Records to process below:

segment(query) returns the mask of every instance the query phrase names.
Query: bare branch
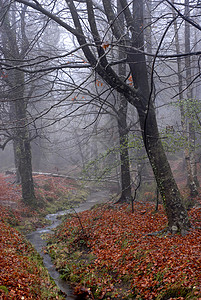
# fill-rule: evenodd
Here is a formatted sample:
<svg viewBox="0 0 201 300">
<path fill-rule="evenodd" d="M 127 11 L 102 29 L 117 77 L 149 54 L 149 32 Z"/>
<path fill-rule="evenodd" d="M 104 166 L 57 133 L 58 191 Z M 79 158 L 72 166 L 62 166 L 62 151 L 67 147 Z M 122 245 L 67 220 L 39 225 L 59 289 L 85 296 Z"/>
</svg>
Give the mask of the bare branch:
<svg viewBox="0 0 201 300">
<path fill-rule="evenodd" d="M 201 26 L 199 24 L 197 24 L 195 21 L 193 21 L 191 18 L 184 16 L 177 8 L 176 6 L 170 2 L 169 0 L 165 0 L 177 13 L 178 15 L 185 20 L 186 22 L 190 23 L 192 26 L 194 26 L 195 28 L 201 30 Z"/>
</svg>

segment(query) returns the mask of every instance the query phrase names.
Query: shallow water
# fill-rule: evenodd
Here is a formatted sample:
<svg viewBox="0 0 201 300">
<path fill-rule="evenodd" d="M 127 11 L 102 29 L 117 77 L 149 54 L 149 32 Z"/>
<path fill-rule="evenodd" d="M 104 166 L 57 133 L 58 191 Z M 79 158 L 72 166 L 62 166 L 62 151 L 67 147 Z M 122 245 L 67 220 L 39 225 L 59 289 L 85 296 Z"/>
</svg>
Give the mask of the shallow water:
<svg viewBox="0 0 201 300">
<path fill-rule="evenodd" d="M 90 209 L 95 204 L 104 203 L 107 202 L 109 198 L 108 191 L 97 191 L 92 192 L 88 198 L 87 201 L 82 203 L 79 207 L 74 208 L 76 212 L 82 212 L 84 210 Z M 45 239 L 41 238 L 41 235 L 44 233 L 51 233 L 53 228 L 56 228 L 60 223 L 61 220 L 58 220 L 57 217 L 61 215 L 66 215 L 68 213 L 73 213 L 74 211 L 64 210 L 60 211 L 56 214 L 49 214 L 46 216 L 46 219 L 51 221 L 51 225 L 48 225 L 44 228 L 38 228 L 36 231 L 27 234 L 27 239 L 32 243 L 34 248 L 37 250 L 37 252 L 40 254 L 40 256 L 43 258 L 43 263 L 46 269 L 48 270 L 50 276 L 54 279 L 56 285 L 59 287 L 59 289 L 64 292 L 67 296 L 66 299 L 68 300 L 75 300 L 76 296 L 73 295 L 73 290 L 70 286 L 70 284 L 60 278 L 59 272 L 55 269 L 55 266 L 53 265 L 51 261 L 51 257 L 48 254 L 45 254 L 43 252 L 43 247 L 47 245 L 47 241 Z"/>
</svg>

End of Records to process.

**Work item**: All entries must come back exactly as written, though without their pictures.

**Problem solution**:
segment(query) returns the mask of every instance the query phrase names.
Query: bare branch
# fill-rule: evenodd
Here is a formatted sample:
<svg viewBox="0 0 201 300">
<path fill-rule="evenodd" d="M 127 11 L 102 29 L 117 77 L 149 54 L 149 32 Z"/>
<path fill-rule="evenodd" d="M 104 166 L 57 133 L 58 191 Z M 79 158 L 72 166 L 62 166 L 62 151 L 67 147 Z M 122 245 L 67 220 L 39 225 L 59 289 L 85 296 Z"/>
</svg>
Give the mask of the bare branch:
<svg viewBox="0 0 201 300">
<path fill-rule="evenodd" d="M 201 26 L 199 24 L 197 24 L 195 21 L 193 21 L 191 18 L 184 16 L 177 8 L 176 6 L 170 2 L 169 0 L 165 0 L 177 13 L 178 15 L 185 20 L 186 22 L 190 23 L 192 26 L 194 26 L 195 28 L 201 30 Z"/>
</svg>

segment(query) returns the mask of every instance the query phrase names.
Query: shallow water
# fill-rule: evenodd
Here is a formatted sample:
<svg viewBox="0 0 201 300">
<path fill-rule="evenodd" d="M 127 11 L 102 29 L 117 77 L 149 54 L 149 32 Z"/>
<path fill-rule="evenodd" d="M 104 166 L 57 133 L 58 191 Z M 79 158 L 72 166 L 62 166 L 62 151 L 67 147 Z M 122 245 L 67 220 L 39 225 L 59 289 L 85 296 Z"/>
</svg>
Give the mask of the shallow water:
<svg viewBox="0 0 201 300">
<path fill-rule="evenodd" d="M 90 209 L 95 204 L 104 203 L 107 202 L 109 198 L 108 191 L 97 191 L 92 192 L 88 198 L 87 201 L 82 203 L 79 207 L 74 208 L 76 212 L 82 212 L 84 210 Z M 45 239 L 41 238 L 41 235 L 44 233 L 51 233 L 53 228 L 56 228 L 60 223 L 61 220 L 58 220 L 57 217 L 61 215 L 66 215 L 68 213 L 73 213 L 74 211 L 64 210 L 60 211 L 56 214 L 49 214 L 46 216 L 46 219 L 51 221 L 51 225 L 48 225 L 44 228 L 38 228 L 36 231 L 27 234 L 27 239 L 32 243 L 34 248 L 37 250 L 37 252 L 40 254 L 40 256 L 43 258 L 43 263 L 46 269 L 48 270 L 50 276 L 54 279 L 56 285 L 59 287 L 59 289 L 64 292 L 67 296 L 66 299 L 68 300 L 75 300 L 76 296 L 73 295 L 73 290 L 70 286 L 70 284 L 60 278 L 59 272 L 55 269 L 55 266 L 53 265 L 51 261 L 51 257 L 48 254 L 45 254 L 43 252 L 43 247 L 47 245 L 47 241 Z"/>
</svg>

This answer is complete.